Directions for this task
How many lines of the rows contain the string "facade"? Reply with the count alone.

Point labeling rows
▶

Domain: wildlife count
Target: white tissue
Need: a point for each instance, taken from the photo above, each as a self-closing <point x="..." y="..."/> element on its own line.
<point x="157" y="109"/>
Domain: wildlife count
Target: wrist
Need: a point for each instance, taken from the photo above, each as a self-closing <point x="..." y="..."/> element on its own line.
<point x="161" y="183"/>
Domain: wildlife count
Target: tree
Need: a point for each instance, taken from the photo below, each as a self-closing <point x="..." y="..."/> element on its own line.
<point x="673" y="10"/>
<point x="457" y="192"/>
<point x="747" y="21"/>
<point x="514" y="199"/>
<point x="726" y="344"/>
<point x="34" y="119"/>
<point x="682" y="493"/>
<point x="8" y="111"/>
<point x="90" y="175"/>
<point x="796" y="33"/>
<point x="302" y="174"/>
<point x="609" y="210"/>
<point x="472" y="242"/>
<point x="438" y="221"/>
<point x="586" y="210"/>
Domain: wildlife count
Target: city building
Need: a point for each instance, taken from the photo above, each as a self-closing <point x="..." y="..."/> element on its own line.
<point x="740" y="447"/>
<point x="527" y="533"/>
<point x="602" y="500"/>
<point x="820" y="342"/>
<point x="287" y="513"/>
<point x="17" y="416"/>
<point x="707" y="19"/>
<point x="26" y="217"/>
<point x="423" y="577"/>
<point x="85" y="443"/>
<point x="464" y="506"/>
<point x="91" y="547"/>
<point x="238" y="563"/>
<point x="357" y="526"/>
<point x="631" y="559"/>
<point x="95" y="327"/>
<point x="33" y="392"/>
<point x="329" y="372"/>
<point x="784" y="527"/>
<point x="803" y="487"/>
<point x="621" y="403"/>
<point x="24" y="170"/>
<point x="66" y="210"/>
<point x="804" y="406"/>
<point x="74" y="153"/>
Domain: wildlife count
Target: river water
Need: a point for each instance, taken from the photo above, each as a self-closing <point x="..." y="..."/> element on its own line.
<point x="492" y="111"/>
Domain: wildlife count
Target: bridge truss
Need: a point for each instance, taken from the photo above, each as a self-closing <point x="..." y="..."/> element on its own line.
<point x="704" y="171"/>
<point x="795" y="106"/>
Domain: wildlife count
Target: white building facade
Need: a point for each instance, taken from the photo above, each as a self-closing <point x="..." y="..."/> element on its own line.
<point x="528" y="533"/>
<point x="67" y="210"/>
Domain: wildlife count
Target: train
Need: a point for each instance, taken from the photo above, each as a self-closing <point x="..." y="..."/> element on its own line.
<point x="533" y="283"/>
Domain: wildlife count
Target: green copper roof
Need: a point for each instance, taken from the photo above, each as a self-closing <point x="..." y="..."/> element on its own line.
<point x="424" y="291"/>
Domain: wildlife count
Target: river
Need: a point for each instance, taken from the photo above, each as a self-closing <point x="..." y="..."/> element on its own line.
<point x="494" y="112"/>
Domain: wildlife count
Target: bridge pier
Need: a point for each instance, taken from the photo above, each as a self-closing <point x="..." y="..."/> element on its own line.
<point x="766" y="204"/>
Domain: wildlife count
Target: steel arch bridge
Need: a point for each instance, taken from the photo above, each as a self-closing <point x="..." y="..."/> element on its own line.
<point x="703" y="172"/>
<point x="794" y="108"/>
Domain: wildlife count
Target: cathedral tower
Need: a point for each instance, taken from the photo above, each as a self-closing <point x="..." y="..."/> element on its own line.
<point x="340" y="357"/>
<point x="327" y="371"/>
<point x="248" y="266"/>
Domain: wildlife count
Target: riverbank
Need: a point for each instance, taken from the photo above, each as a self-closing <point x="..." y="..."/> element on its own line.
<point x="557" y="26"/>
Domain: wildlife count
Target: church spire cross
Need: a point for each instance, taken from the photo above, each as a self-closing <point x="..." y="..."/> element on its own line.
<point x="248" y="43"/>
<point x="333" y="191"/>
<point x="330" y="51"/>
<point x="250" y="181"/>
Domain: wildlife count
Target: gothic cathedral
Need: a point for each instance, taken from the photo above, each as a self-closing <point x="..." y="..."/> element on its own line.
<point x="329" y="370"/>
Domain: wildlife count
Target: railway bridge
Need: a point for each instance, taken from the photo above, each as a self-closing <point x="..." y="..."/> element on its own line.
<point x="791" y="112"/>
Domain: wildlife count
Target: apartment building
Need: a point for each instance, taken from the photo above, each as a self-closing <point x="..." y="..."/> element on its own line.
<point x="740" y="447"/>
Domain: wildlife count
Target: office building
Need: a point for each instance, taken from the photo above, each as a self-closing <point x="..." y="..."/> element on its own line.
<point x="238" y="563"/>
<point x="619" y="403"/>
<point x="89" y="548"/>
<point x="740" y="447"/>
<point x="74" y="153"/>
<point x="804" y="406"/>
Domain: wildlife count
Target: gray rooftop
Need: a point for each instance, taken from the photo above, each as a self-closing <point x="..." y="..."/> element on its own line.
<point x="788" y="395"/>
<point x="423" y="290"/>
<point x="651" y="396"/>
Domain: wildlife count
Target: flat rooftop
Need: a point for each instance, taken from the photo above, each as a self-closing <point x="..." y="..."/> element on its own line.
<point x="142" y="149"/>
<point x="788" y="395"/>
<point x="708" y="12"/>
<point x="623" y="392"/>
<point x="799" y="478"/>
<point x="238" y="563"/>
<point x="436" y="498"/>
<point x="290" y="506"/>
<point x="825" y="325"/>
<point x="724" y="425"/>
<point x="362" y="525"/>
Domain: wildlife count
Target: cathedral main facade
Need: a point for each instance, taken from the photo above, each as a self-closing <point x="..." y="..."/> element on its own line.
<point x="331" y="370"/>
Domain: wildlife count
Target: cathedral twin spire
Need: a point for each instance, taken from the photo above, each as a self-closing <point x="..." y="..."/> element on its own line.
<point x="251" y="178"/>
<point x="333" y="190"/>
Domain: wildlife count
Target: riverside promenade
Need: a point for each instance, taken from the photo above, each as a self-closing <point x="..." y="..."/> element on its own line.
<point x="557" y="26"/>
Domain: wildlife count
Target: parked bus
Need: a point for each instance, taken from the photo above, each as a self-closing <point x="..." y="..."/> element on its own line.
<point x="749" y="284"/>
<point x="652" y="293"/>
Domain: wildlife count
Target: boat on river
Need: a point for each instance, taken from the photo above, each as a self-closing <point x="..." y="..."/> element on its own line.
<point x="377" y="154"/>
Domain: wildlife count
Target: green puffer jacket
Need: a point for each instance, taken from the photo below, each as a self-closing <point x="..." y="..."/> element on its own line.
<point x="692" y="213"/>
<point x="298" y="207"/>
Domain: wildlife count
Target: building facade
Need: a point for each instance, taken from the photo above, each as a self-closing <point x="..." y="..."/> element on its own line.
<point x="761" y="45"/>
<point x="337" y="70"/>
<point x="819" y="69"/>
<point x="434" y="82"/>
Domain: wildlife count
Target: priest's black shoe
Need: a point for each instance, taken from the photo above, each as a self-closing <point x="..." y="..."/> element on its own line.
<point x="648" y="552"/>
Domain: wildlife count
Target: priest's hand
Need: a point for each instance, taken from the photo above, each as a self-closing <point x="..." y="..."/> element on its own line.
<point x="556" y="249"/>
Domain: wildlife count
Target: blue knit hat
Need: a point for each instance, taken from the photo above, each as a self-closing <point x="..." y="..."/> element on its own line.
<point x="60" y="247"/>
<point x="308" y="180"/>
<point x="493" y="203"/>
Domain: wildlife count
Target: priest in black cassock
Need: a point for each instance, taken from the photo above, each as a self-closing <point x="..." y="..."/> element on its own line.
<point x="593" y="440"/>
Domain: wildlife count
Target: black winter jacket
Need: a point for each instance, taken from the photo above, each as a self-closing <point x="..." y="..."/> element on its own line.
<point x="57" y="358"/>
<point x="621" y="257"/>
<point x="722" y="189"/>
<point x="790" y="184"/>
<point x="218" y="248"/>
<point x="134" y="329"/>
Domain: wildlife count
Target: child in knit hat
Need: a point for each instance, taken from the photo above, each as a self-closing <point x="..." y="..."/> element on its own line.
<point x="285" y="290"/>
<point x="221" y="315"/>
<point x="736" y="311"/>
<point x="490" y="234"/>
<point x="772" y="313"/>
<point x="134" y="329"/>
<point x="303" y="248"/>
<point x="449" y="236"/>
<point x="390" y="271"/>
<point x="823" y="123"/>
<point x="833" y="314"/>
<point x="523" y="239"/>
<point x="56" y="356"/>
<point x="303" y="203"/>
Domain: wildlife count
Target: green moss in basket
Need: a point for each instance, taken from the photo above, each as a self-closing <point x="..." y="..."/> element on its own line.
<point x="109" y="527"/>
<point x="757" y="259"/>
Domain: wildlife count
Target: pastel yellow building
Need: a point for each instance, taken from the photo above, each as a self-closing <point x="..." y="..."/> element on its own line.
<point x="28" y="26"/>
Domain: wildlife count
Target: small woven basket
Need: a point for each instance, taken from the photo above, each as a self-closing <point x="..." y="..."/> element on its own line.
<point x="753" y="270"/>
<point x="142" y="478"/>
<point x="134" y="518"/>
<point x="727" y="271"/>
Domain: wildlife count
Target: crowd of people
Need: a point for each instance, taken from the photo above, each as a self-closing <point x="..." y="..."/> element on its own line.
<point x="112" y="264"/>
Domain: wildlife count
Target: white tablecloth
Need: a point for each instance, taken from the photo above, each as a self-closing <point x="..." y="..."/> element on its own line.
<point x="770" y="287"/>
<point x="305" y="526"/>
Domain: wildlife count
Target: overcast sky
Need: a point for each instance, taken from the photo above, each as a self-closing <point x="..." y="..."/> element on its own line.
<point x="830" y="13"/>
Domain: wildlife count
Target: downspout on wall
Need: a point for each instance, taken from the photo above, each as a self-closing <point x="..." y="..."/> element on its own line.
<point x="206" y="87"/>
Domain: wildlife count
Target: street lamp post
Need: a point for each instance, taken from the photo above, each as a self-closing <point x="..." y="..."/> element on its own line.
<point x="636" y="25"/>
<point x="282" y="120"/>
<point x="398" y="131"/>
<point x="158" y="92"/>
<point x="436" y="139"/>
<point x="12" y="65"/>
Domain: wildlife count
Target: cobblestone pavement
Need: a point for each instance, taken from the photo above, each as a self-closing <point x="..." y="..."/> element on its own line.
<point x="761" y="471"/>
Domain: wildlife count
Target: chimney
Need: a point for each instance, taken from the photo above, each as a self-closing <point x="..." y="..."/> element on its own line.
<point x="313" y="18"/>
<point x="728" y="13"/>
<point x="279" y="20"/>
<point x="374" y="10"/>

◀

Output of the task
3